TASK INPUTS:
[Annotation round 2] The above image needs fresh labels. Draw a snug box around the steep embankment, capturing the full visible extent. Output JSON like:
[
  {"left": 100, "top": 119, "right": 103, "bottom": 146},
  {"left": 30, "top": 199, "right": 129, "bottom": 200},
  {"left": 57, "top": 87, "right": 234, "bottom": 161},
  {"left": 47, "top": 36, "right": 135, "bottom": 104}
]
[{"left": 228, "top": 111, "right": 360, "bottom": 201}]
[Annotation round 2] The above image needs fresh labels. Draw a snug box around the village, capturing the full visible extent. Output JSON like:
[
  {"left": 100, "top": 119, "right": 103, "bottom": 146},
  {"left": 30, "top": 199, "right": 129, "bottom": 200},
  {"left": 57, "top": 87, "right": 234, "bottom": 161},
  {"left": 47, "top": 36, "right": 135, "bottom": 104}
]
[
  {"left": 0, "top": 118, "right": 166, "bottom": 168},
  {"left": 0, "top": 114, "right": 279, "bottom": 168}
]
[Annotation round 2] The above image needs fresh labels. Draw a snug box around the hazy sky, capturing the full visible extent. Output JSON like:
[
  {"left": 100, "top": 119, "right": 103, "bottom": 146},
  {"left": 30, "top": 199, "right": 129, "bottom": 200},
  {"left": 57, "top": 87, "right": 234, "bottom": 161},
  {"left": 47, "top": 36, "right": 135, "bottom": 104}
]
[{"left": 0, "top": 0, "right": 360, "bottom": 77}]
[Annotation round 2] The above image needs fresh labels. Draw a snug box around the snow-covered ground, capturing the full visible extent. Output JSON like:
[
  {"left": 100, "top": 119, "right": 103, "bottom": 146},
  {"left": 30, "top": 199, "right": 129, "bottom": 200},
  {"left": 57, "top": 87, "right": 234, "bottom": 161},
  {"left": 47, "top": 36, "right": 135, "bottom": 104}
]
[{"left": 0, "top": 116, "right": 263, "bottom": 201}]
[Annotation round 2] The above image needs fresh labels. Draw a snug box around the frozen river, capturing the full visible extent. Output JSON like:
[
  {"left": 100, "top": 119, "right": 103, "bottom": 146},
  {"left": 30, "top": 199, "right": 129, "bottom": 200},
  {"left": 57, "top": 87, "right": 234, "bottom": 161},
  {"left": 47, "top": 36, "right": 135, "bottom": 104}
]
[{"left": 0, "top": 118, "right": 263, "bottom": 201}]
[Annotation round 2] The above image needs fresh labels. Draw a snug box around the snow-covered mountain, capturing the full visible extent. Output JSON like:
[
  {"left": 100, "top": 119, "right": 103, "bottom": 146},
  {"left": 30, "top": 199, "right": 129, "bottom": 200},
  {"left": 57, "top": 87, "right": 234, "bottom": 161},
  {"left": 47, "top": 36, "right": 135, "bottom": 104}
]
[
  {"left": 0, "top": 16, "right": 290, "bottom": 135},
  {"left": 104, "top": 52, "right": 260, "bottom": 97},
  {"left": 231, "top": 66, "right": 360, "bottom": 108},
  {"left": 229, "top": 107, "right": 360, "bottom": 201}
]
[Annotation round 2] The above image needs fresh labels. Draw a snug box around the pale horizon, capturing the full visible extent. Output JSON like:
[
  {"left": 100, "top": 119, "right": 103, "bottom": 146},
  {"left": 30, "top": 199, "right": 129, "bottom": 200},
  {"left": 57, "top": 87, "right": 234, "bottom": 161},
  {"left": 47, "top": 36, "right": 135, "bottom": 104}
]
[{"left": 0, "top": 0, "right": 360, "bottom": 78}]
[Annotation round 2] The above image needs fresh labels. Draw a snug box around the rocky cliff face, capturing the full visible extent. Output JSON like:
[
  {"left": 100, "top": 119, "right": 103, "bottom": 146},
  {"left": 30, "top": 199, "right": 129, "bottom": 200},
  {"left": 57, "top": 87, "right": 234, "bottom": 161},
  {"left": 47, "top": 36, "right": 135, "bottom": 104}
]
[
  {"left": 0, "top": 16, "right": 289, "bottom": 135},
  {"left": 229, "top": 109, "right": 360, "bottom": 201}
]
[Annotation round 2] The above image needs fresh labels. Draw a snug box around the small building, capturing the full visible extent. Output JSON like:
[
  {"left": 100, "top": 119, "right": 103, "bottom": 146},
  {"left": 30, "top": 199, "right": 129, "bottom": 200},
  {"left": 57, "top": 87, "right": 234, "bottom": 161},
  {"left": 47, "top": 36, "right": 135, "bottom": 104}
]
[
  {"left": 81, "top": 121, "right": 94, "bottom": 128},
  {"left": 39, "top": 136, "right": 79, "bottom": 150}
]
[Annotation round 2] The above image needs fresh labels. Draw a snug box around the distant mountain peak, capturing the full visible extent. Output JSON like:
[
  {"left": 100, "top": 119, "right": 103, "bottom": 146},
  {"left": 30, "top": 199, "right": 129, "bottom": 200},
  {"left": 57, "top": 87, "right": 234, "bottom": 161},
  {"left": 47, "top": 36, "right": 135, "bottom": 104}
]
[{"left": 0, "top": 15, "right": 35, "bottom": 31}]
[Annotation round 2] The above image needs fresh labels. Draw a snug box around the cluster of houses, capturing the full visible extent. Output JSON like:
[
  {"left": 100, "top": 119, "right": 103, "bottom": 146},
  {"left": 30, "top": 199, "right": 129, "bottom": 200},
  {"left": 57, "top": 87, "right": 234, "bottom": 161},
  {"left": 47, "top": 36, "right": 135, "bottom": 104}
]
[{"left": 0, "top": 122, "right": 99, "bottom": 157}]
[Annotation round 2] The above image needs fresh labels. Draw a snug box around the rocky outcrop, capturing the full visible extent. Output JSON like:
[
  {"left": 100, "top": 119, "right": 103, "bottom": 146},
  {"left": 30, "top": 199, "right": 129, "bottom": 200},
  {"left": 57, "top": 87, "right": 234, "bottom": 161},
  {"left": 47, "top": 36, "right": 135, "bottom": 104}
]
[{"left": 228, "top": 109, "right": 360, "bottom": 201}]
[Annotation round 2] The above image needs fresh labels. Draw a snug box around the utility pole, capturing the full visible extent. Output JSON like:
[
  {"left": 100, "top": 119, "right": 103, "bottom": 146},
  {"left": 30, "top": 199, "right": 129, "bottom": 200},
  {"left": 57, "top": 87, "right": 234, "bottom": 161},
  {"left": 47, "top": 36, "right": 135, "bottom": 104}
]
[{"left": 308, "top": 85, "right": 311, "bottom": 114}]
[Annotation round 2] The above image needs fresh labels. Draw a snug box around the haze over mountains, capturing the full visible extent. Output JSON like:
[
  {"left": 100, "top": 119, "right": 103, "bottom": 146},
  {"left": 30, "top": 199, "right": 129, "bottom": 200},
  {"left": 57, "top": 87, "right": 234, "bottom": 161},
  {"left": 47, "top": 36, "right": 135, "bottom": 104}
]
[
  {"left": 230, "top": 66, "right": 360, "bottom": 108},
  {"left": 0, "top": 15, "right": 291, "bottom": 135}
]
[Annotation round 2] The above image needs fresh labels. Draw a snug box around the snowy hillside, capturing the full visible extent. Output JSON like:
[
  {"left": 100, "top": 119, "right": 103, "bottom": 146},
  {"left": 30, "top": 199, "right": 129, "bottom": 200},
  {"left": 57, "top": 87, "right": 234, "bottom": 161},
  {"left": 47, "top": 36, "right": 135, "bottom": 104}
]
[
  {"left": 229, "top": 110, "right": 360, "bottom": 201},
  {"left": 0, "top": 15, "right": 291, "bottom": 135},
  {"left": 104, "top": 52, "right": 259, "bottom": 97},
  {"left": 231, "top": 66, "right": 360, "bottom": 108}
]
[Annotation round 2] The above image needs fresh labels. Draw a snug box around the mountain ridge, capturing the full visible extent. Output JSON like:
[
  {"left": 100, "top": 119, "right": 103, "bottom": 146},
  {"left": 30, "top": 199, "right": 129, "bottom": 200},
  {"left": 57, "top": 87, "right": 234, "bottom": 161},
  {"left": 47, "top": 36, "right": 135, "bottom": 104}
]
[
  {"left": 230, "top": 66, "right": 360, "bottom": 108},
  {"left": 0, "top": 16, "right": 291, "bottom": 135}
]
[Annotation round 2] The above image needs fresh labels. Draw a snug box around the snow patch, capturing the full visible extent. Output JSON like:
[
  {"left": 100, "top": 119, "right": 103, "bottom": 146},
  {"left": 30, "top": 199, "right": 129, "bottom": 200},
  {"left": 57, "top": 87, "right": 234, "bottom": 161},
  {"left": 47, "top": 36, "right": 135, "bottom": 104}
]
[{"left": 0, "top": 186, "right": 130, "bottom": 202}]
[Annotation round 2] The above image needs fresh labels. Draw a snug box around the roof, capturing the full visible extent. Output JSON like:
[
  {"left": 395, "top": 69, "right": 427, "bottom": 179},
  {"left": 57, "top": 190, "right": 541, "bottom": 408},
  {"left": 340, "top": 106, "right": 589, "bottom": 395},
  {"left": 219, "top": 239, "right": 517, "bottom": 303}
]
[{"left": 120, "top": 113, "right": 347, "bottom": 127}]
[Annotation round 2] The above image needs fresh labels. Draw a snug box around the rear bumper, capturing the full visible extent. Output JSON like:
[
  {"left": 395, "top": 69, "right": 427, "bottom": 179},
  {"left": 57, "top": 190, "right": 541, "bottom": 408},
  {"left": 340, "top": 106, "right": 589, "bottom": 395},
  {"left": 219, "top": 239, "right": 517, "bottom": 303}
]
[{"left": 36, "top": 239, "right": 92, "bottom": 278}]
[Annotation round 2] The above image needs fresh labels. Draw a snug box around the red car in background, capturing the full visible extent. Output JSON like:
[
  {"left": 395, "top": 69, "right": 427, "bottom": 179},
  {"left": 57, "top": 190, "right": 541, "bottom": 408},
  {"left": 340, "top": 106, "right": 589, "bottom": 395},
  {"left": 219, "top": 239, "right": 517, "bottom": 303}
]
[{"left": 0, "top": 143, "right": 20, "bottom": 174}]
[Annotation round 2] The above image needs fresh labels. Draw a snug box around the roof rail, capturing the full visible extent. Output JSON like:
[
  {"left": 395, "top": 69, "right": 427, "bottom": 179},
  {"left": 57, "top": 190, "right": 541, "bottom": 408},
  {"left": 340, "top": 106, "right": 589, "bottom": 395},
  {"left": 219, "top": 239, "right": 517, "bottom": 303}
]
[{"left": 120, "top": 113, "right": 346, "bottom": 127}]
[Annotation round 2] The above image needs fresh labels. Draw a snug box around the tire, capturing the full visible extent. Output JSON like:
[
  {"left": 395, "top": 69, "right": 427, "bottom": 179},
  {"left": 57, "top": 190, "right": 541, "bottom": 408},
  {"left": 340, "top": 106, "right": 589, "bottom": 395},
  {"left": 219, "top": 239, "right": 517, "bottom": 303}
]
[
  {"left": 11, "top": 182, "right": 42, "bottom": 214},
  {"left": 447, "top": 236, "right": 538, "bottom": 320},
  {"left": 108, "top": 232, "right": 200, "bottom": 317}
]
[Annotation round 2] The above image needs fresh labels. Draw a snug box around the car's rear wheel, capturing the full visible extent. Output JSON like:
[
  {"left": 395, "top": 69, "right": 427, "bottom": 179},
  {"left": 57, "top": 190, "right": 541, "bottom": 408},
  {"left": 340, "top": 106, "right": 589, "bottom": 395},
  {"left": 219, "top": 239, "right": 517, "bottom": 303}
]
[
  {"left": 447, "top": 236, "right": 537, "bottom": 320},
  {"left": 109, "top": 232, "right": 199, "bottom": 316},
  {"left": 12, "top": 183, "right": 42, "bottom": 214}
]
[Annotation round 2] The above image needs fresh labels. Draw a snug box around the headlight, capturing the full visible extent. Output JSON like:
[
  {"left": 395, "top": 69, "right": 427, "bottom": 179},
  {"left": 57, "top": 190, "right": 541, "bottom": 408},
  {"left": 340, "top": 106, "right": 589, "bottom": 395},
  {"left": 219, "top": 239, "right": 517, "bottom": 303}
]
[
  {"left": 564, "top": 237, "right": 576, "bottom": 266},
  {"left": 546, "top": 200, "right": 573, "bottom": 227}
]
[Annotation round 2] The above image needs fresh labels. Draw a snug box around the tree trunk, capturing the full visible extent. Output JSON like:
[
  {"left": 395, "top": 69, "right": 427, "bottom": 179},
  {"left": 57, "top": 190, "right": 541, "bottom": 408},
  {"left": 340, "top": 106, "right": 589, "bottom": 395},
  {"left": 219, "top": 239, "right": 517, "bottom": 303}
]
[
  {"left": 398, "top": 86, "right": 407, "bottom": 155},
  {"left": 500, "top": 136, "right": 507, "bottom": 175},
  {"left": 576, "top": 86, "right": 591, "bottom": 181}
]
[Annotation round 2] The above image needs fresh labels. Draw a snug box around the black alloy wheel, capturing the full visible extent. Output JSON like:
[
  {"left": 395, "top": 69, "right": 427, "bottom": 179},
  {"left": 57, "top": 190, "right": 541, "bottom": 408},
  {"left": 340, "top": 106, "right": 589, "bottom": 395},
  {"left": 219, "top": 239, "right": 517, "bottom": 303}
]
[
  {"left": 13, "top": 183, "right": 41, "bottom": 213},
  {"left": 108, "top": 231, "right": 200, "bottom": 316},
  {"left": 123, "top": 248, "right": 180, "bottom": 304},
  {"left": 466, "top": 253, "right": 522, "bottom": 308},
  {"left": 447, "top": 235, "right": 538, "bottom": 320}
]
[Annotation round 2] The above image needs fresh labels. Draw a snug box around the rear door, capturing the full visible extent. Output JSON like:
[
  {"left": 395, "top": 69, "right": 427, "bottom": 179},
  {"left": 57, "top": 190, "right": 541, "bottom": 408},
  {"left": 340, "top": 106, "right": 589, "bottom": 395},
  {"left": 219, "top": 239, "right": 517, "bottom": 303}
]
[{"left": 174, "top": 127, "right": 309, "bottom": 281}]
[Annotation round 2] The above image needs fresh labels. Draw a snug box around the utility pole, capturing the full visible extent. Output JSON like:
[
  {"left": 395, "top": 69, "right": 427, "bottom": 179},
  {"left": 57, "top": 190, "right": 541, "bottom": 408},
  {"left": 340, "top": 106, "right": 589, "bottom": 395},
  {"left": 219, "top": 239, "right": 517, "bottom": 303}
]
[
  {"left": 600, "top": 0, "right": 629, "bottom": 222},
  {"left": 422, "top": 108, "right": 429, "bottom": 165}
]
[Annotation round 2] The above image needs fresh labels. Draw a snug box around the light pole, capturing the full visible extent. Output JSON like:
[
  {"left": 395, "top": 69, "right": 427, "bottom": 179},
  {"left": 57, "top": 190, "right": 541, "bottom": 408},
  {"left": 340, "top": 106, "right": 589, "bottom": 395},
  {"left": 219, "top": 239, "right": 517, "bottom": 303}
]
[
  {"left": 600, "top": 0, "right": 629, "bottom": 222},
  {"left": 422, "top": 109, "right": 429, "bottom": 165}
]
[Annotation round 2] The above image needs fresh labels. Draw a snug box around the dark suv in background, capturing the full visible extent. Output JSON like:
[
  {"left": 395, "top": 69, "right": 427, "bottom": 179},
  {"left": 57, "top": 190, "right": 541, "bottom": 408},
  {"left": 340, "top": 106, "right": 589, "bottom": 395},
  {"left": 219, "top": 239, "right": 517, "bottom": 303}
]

PROBLEM DESCRIPTION: Find each line in the items above that contains the word "roof" and copy every such line in full. Case matters, so count only matches with the same capitalization.

THE SOLUTION:
[Annotation round 2] The above image needs fresh labels. Draw a snug box around the roof, capturing the full visible extent. Output JSON like:
[Annotation round 2] The above image needs fresh labels. Draw a snug box around the roof rail, capturing the full visible extent. Output JSON like:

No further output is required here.